::: Données de travail

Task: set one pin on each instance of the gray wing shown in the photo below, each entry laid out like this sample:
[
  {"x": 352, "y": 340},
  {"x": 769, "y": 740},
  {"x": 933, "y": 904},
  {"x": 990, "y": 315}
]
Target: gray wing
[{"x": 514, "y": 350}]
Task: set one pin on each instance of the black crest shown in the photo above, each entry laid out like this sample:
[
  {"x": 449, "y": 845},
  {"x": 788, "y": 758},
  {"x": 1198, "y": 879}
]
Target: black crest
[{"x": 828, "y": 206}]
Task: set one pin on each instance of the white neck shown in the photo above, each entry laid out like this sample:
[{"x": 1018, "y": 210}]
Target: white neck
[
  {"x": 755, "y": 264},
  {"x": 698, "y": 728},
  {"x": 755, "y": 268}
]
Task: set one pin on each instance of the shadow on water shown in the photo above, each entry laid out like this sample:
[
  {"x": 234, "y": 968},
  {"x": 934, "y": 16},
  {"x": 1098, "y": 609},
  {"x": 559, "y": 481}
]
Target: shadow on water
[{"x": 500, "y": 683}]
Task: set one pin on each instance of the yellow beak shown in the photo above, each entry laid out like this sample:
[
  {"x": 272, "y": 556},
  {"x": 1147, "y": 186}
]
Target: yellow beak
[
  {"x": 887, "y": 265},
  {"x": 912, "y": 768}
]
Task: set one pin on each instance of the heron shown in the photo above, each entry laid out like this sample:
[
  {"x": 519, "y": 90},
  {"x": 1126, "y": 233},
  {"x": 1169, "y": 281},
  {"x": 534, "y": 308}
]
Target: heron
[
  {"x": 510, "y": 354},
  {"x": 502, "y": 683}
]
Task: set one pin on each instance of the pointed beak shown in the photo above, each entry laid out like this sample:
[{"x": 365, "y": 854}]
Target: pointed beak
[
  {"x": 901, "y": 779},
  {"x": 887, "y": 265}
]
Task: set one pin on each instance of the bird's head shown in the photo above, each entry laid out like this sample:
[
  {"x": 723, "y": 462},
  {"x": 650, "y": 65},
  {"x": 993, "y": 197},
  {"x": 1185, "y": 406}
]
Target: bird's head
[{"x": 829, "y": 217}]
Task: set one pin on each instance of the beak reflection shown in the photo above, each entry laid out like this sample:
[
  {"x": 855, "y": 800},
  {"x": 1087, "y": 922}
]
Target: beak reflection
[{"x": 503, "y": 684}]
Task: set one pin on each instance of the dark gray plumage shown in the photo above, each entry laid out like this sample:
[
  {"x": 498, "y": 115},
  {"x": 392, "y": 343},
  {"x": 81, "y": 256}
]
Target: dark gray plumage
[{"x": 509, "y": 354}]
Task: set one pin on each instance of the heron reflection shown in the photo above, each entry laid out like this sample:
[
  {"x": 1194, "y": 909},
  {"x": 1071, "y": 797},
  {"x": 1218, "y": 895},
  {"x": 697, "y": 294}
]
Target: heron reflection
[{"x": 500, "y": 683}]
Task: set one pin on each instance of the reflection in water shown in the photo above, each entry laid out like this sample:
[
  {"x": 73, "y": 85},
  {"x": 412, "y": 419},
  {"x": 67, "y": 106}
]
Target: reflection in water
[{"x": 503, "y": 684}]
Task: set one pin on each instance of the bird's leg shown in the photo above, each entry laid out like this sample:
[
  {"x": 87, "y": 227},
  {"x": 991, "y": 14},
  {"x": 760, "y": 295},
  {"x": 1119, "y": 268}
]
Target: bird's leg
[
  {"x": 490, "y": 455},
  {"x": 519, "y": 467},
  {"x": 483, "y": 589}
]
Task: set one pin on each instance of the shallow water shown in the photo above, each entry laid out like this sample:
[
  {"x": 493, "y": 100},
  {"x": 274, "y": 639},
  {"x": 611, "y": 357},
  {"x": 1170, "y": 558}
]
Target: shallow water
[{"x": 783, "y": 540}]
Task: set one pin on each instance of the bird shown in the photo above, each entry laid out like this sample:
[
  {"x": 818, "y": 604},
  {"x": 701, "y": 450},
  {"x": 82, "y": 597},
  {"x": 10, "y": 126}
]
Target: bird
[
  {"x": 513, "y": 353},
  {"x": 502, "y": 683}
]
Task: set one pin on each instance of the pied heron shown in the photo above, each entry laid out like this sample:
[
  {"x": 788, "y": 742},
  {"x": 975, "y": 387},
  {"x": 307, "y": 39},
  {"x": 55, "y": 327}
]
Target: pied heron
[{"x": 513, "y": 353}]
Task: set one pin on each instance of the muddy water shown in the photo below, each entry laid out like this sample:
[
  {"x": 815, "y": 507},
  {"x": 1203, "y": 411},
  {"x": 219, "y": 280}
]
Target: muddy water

::::::

→ Consigne:
Recopiez tous les items ci-dessus en changeant « set one pin » en « place one marker », sans rien modifier d'autre.

→ Résultat attendu:
Task: place one marker on each instance of the gray wing shown in the photo below, each entry laid out like this sample:
[
  {"x": 352, "y": 340},
  {"x": 769, "y": 740},
  {"x": 933, "y": 904},
  {"x": 990, "y": 315}
]
Target: gray wing
[{"x": 514, "y": 350}]
Task: place one marker on each instance of the black crest shown in the photo above, each entry laid out like this sample:
[
  {"x": 449, "y": 845},
  {"x": 788, "y": 758},
  {"x": 1198, "y": 879}
]
Target: black crest
[{"x": 828, "y": 206}]
Task: place one marker on each instance of the white neck shown in the photo above, each entry laid out like this sample:
[{"x": 1018, "y": 210}]
Target: white neck
[
  {"x": 755, "y": 264},
  {"x": 698, "y": 728},
  {"x": 755, "y": 268}
]
Task: place one marker on each instance of the shadow on water shown in the photo above, each entry laid out like this sample:
[
  {"x": 234, "y": 968},
  {"x": 934, "y": 16},
  {"x": 1098, "y": 609},
  {"x": 559, "y": 481}
]
Target: shadow on water
[{"x": 500, "y": 683}]
Task: place one marker on each instance of the yellow beak shown in the photo above, each entry laid out like this sample:
[
  {"x": 272, "y": 556},
  {"x": 1147, "y": 186}
]
Target: yellow beak
[
  {"x": 887, "y": 265},
  {"x": 912, "y": 768}
]
Task: place one marker on each instance of the heron shown in the photo above, each entry laid out like this sample:
[
  {"x": 519, "y": 90},
  {"x": 1126, "y": 233},
  {"x": 1169, "y": 281},
  {"x": 534, "y": 308}
]
Target: heron
[
  {"x": 510, "y": 354},
  {"x": 502, "y": 683}
]
Task: place one marker on each instance of the pointed beak shown in the photo above, each entry laid out like this sample:
[{"x": 365, "y": 854}]
Target: pointed beak
[
  {"x": 901, "y": 779},
  {"x": 887, "y": 265}
]
Task: place one marker on each instance of the bird's head shown in the photo above, each entry laid out like this sample:
[
  {"x": 723, "y": 462},
  {"x": 650, "y": 65},
  {"x": 993, "y": 197},
  {"x": 1185, "y": 406}
]
Target: bird's head
[{"x": 829, "y": 217}]
Task: place one marker on each instance of the beak reflection shown in the photo above, each entry laid out like this sample:
[
  {"x": 855, "y": 800},
  {"x": 1087, "y": 922}
]
Target: beak reflection
[{"x": 503, "y": 684}]
Task: place one marker on each instance of the dark gray plumage shown in the photo above, each entry laid out like this sample:
[
  {"x": 498, "y": 115},
  {"x": 392, "y": 343},
  {"x": 81, "y": 256}
]
Target: dark gray plumage
[{"x": 509, "y": 354}]
Task: place one marker on each instance of the heron reflection shown in the photo above, each entry laid out like this sample:
[
  {"x": 1194, "y": 909},
  {"x": 1071, "y": 797},
  {"x": 1218, "y": 895},
  {"x": 697, "y": 294}
]
Target: heron reflection
[{"x": 500, "y": 683}]
Task: place one marker on each instance of the reflection in water shown in the photo above, each entry laid out like this sample:
[
  {"x": 73, "y": 85},
  {"x": 412, "y": 419},
  {"x": 67, "y": 106}
]
Target: reflection in water
[{"x": 503, "y": 684}]
Task: place one marker on each instance of the bird's leg shown in the photo above, each entry laid out like this sample:
[
  {"x": 87, "y": 227},
  {"x": 991, "y": 14},
  {"x": 760, "y": 295},
  {"x": 1119, "y": 268}
]
Target: bird's leg
[
  {"x": 490, "y": 455},
  {"x": 519, "y": 467},
  {"x": 483, "y": 589}
]
Task: place one marker on each instance of the shallow water shown in the photo above, each entry laid out like this sample:
[
  {"x": 493, "y": 100},
  {"x": 274, "y": 639},
  {"x": 611, "y": 357},
  {"x": 1170, "y": 558}
]
Target: shallow water
[{"x": 783, "y": 540}]
Task: place one marker on each instance of the bird shown in the photo above, each entry laid out like this sample:
[
  {"x": 818, "y": 604},
  {"x": 701, "y": 450},
  {"x": 82, "y": 597},
  {"x": 10, "y": 126}
]
Target: bird
[
  {"x": 513, "y": 353},
  {"x": 502, "y": 683}
]
Task: place one marker on each instance of the pied heron shown in the photo above, each entry laid out like this sample:
[
  {"x": 788, "y": 742},
  {"x": 975, "y": 387},
  {"x": 307, "y": 39},
  {"x": 55, "y": 327}
]
Target: pied heron
[{"x": 513, "y": 353}]
Task: place one marker on each instance of the muddy water shown in the photo below, each entry laid out like this sample:
[
  {"x": 815, "y": 507},
  {"x": 1203, "y": 411},
  {"x": 219, "y": 280}
]
Target: muddy water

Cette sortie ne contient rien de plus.